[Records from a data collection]

*** Begin section ***

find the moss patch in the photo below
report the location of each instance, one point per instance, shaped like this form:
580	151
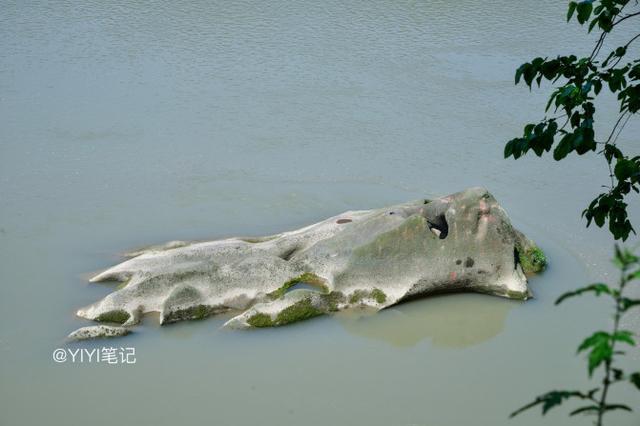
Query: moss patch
193	313
532	260
260	320
118	316
333	299
378	295
299	311
306	278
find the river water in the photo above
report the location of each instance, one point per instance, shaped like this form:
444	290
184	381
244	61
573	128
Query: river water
131	123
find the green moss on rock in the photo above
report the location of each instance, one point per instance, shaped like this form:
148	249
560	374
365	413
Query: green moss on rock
532	259
197	312
379	295
333	299
260	320
118	316
299	311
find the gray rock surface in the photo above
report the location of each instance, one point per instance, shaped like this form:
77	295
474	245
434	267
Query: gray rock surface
97	331
374	258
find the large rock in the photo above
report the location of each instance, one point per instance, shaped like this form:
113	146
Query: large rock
376	258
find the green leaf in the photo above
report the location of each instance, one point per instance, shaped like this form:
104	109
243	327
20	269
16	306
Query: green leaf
624	336
572	8
564	147
584	11
610	407
626	303
586	410
635	379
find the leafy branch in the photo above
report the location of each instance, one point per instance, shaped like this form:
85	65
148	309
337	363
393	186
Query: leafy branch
579	81
601	346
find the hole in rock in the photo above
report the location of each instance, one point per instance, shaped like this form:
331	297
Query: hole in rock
438	225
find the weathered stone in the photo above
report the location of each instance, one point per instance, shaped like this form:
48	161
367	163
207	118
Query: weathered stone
376	258
97	331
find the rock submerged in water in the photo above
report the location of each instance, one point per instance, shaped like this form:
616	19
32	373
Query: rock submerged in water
375	258
98	331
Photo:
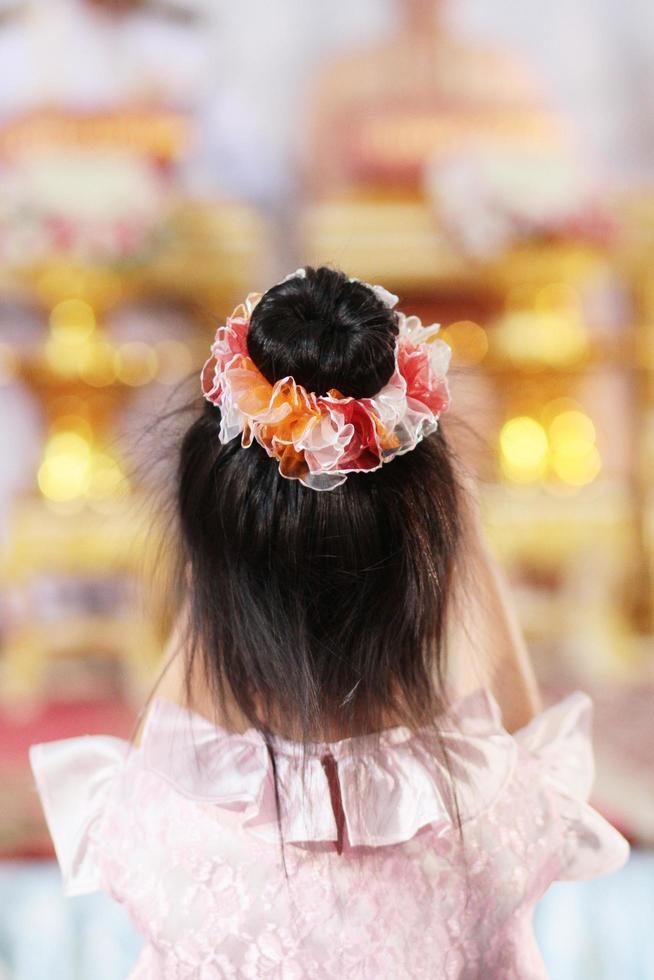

*** End section ***

Action item: Show the lines of the records that contain the word "find".

Task solution:
find the moss patch in the photo below
find the river water in the photo above
find the green moss on rock in the photo above
find the gray rock surface in the photo above
find the large rock in the photo above
find the green leaf in the photo above
find the leafy branch in the photo above
find the hole in rock in the photo above
find the weathered stone in the photo above
find the rock submerged in water in the photo above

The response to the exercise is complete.